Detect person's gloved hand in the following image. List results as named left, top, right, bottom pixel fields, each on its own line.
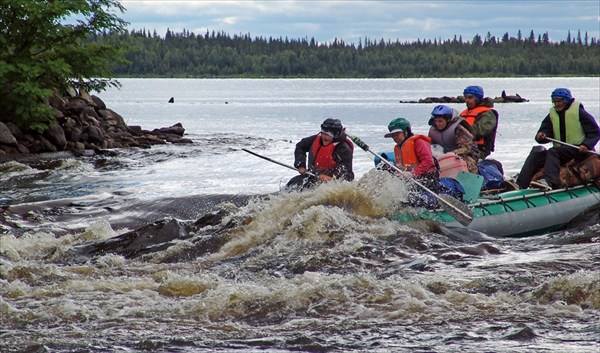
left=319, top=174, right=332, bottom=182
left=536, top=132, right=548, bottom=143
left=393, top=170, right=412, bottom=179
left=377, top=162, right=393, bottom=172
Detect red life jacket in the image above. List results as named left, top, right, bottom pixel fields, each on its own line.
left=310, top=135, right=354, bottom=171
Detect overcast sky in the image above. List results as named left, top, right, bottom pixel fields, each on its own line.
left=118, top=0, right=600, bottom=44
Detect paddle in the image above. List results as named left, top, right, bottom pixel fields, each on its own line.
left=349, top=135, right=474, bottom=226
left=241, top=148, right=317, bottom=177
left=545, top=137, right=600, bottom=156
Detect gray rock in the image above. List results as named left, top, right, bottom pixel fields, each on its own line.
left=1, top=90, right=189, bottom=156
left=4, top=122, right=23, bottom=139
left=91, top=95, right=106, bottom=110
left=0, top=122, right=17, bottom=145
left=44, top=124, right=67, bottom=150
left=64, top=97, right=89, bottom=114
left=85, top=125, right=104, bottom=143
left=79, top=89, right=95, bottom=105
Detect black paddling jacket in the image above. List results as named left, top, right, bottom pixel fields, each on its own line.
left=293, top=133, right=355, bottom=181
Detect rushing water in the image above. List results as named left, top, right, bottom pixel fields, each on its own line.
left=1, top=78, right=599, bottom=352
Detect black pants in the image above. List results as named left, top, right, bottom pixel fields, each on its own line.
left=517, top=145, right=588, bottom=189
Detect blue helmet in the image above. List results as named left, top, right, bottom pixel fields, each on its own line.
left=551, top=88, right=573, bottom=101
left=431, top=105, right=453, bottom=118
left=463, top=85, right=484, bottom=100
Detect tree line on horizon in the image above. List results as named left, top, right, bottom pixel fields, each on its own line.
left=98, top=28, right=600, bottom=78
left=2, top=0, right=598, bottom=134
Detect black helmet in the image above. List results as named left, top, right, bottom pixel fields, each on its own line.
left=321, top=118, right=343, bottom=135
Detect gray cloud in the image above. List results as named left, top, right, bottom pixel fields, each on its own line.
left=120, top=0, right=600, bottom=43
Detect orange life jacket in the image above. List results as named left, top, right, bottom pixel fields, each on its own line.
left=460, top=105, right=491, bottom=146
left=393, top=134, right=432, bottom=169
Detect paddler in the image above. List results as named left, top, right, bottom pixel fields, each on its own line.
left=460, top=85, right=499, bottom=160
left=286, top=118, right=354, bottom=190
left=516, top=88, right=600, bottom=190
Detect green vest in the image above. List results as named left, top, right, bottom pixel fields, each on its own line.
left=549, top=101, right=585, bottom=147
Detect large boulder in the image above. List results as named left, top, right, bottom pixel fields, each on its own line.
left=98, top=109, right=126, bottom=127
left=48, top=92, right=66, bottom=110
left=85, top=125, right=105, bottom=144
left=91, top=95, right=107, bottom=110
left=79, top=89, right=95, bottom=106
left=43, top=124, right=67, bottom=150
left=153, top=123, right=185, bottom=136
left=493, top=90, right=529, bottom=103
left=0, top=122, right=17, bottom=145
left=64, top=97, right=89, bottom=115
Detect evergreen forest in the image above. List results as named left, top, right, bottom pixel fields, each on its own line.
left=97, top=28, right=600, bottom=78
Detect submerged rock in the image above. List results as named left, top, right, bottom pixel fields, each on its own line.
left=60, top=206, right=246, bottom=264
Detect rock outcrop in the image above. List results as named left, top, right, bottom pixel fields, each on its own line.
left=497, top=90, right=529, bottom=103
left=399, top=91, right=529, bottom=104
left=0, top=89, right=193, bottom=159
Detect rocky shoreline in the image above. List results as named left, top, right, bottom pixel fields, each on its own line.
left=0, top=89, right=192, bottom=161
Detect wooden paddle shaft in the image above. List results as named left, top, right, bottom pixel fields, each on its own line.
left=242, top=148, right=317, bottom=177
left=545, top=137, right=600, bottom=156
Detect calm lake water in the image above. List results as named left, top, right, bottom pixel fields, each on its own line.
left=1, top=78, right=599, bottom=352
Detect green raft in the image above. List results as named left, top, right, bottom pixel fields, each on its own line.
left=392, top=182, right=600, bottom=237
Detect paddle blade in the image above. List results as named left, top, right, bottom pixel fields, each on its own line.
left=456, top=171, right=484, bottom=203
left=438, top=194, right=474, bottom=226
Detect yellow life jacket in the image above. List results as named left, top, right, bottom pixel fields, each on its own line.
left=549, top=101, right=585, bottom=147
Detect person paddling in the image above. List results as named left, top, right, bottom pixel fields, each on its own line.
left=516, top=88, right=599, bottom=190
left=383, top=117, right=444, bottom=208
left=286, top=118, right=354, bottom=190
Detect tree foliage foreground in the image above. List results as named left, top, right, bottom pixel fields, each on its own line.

▸ **Aim of the task**:
Return every line above exactly, omitting images.

▸ **Task result**:
Detect person's gloved hand in the following image. List results as named left, top, right, bottom pixel fields, each on its own line.
left=319, top=174, right=332, bottom=182
left=536, top=132, right=548, bottom=143
left=393, top=170, right=412, bottom=179
left=377, top=162, right=393, bottom=172
Detect red life jacket in the image above. List results as named left, top, right, bottom pixel fields, each on its own line.
left=310, top=135, right=354, bottom=171
Detect overcast sky in the image above. List results as named left, top, right, bottom pixel fields, each on its own line.
left=118, top=0, right=600, bottom=44
Detect paddle in the image above. List results as named left, top, right, bottom pixel fields, each on its own line.
left=349, top=135, right=474, bottom=226
left=241, top=148, right=317, bottom=177
left=545, top=137, right=600, bottom=156
Detect gray rock in the image above. List results as named left, top, right, bottom pixel fields, each on its own line.
left=1, top=90, right=189, bottom=156
left=4, top=122, right=23, bottom=139
left=91, top=95, right=106, bottom=110
left=0, top=122, right=17, bottom=145
left=44, top=124, right=67, bottom=150
left=64, top=97, right=89, bottom=114
left=85, top=125, right=104, bottom=143
left=79, top=89, right=95, bottom=105
Detect black paddling jacket in the image above. List results as named left, top, right, bottom pixel fields, each on its own line.
left=293, top=133, right=355, bottom=181
Detect rushing water in the image above. List results as named left, top, right, bottom pixel fields, each on its own line.
left=1, top=78, right=599, bottom=352
Detect black pants in the image above. List results as named left, top, right, bottom pixel fields, each on its own line.
left=517, top=145, right=588, bottom=189
Detect blue helmet in the image above. List results as named left, top, right, bottom pixel fields, each on its own line.
left=551, top=88, right=573, bottom=101
left=431, top=105, right=453, bottom=118
left=463, top=85, right=484, bottom=100
Detect tree line on horizon in the image above. List results as named left, top, right, bottom pixel fields, each on its own line.
left=98, top=28, right=600, bottom=78
left=2, top=0, right=598, bottom=134
Detect black helmet in the image above. List results as named left, top, right, bottom pixel fields, each on its own line.
left=321, top=118, right=343, bottom=135
Detect gray cloud in the image above. List results as named left, top, right, bottom pixel fields, each on its own line.
left=120, top=0, right=600, bottom=43
Detect orange life jacket in the image above. List results as named left, top, right, bottom pixel fields, each on its own line.
left=460, top=105, right=491, bottom=146
left=393, top=134, right=432, bottom=169
Detect paddler in the image above. List results as named left, top, right, bottom pixel fields, each on its own line.
left=460, top=85, right=499, bottom=160
left=286, top=118, right=354, bottom=190
left=516, top=88, right=600, bottom=190
Detect green vest in the image above. List results as named left, top, right, bottom pixel fields, each on its own line.
left=549, top=101, right=585, bottom=147
Detect large boulder in the image above. List results as named left, top, right, bottom pixel fields, each on its own line.
left=98, top=109, right=126, bottom=127
left=48, top=92, right=66, bottom=110
left=85, top=125, right=105, bottom=144
left=91, top=95, right=107, bottom=110
left=79, top=89, right=95, bottom=106
left=43, top=124, right=67, bottom=150
left=153, top=123, right=185, bottom=136
left=493, top=90, right=529, bottom=103
left=0, top=122, right=17, bottom=145
left=64, top=97, right=89, bottom=115
Detect evergreen forest in the image above. List results as named left, top, right, bottom pixel fields, each on its own line.
left=97, top=28, right=600, bottom=78
Detect submerged rock in the image above. List results as named left, top, right, bottom pixel fields, each on its own line.
left=60, top=206, right=246, bottom=264
Detect rock outcrop in the image above. List results as named left, top, right, bottom pixel fields, each on its own line.
left=497, top=90, right=529, bottom=103
left=399, top=91, right=529, bottom=104
left=0, top=89, right=193, bottom=159
Detect rocky shoreline in the image above. List results as named left, top, right, bottom pixel fields, each on its own line.
left=0, top=89, right=192, bottom=161
Detect wooden paddle shaft in the image above. List results as named left, top, right, bottom pixel fields, each on its own line.
left=242, top=148, right=317, bottom=177
left=545, top=137, right=600, bottom=156
Detect calm lake water in the image above. List results as named left, top, right, bottom pixel fields, each on its own line.
left=1, top=78, right=599, bottom=352
Detect green raft in the image above. List results as named left, top, right, bottom pixel fields, each on its own line.
left=392, top=182, right=600, bottom=237
Detect paddle blade in the image above. List results as named left, top, right, bottom pixel fields, each on its own line.
left=456, top=171, right=484, bottom=203
left=438, top=194, right=474, bottom=226
Detect yellow life jacket in the image above. List results as named left, top, right, bottom pixel fields, each on its own line.
left=549, top=101, right=585, bottom=147
Detect person paddling in the image above. List results as named left, top, right, bottom pixel fields, each on its own line.
left=516, top=88, right=599, bottom=190
left=383, top=117, right=444, bottom=208
left=286, top=118, right=354, bottom=190
Detect tree foliage foreground in the image above. List results as named left, top, right, bottom pixel fields, each on its own line.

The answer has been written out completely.